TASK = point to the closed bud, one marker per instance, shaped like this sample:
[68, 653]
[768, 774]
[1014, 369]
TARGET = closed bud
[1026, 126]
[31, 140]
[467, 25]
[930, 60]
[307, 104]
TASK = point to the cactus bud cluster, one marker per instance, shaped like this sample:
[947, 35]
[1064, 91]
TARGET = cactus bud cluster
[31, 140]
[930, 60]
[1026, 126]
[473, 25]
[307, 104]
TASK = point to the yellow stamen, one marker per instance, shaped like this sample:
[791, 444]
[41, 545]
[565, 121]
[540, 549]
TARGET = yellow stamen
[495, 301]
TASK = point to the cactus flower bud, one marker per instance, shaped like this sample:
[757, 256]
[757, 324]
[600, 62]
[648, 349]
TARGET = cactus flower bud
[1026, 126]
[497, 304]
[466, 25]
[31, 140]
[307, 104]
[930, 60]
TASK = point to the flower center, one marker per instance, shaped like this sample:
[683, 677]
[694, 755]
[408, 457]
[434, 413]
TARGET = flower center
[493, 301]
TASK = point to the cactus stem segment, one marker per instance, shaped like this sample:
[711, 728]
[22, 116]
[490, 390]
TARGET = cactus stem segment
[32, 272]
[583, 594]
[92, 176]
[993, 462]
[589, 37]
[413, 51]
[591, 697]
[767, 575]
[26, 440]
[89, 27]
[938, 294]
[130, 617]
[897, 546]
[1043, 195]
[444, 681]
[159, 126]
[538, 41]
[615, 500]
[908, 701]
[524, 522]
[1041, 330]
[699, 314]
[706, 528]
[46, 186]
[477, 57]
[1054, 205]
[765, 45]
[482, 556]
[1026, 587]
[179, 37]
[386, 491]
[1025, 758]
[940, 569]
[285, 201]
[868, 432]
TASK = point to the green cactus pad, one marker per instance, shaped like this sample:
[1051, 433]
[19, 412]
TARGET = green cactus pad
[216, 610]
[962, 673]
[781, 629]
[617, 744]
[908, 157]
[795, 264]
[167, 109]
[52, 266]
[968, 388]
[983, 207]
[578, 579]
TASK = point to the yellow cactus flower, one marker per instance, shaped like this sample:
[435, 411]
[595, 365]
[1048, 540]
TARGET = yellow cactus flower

|---|

◆ **The request**
Reproduce, exactly and with nothing added, the lines from the one that includes "TASK = point to the flower" through the last line of the material.

◆ **Solution for this problem**
TASK = point to the flower center, one marker per instance, shaped like this sample:
[683, 677]
[694, 755]
[408, 457]
[434, 413]
TARGET = flower center
[493, 301]
TASK = point to the cactus stem segment, one marker per instance, shaped like this sample:
[711, 728]
[22, 116]
[490, 390]
TARGET = cactus stem segment
[32, 272]
[583, 594]
[92, 176]
[993, 462]
[589, 37]
[413, 51]
[591, 697]
[767, 575]
[26, 440]
[89, 27]
[938, 294]
[130, 617]
[897, 546]
[1043, 195]
[444, 681]
[159, 126]
[538, 41]
[615, 500]
[908, 701]
[524, 522]
[1041, 330]
[699, 314]
[706, 528]
[46, 186]
[477, 57]
[1054, 205]
[765, 45]
[482, 556]
[1026, 587]
[179, 37]
[386, 491]
[1025, 758]
[940, 569]
[285, 201]
[868, 432]
TASK = point to the green cactus pad, one marker per instance, shaped like this sample:
[1051, 433]
[19, 412]
TARGET = green cactus pad
[216, 610]
[962, 673]
[781, 629]
[617, 744]
[908, 157]
[795, 264]
[167, 109]
[52, 266]
[968, 388]
[983, 207]
[578, 579]
TASK = point to the yellow cactus flower, one marker per instance, shaped like this sample:
[435, 411]
[595, 365]
[1048, 540]
TARGET = yellow cactus flower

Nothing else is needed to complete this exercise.